■ **YOUR TASK**: Copy the lines from the one containing "Look at the photo above. For each instance of the dry" through the end of the records, replacing "dry grass" with "withered grass" and keeping everything else as it is.

#### ENTRIES SUPPLIED ####

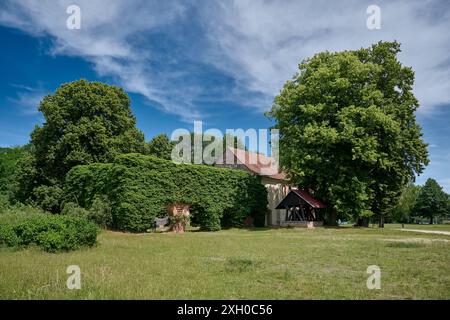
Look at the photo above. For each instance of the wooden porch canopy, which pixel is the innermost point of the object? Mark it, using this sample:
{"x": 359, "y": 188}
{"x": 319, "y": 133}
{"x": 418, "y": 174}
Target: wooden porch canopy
{"x": 300, "y": 205}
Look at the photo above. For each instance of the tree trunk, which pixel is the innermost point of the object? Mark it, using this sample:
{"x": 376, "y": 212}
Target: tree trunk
{"x": 362, "y": 222}
{"x": 333, "y": 218}
{"x": 381, "y": 223}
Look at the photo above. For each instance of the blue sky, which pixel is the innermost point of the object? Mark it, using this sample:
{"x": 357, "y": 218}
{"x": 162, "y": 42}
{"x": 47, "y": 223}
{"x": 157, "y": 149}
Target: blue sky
{"x": 221, "y": 62}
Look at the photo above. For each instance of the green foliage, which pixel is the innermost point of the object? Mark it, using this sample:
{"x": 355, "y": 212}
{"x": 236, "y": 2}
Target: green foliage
{"x": 74, "y": 210}
{"x": 85, "y": 122}
{"x": 8, "y": 236}
{"x": 50, "y": 232}
{"x": 348, "y": 129}
{"x": 101, "y": 212}
{"x": 179, "y": 220}
{"x": 432, "y": 201}
{"x": 8, "y": 159}
{"x": 48, "y": 198}
{"x": 160, "y": 146}
{"x": 404, "y": 209}
{"x": 139, "y": 188}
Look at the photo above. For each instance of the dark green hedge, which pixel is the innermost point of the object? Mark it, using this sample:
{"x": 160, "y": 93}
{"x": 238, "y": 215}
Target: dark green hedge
{"x": 140, "y": 187}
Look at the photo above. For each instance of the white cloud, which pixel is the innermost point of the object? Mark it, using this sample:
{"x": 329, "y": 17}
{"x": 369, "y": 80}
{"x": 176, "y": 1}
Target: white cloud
{"x": 261, "y": 42}
{"x": 27, "y": 99}
{"x": 257, "y": 43}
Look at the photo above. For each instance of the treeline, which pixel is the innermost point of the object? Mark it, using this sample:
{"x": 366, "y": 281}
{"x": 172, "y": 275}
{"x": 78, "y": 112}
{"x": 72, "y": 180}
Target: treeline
{"x": 427, "y": 203}
{"x": 90, "y": 126}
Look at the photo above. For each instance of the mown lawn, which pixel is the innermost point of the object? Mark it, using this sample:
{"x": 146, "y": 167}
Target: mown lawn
{"x": 239, "y": 264}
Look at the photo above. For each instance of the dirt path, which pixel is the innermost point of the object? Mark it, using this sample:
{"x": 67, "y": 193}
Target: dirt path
{"x": 447, "y": 233}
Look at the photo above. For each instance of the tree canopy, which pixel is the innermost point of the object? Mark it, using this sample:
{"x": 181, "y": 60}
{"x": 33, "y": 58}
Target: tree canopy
{"x": 85, "y": 122}
{"x": 348, "y": 129}
{"x": 432, "y": 201}
{"x": 160, "y": 146}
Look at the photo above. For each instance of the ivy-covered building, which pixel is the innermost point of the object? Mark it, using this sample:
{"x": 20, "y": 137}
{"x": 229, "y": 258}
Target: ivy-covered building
{"x": 276, "y": 183}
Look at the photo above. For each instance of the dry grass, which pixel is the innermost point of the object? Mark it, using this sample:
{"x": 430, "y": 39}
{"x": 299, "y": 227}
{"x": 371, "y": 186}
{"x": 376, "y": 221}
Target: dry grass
{"x": 237, "y": 264}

####

■ **TASK SOLUTION**:
Look at the photo above. For each instance of the withered grass, which pixel is the innermost point of the object? Mark it, using this sample:
{"x": 430, "y": 39}
{"x": 299, "y": 227}
{"x": 371, "y": 186}
{"x": 376, "y": 221}
Target: withered grass
{"x": 237, "y": 264}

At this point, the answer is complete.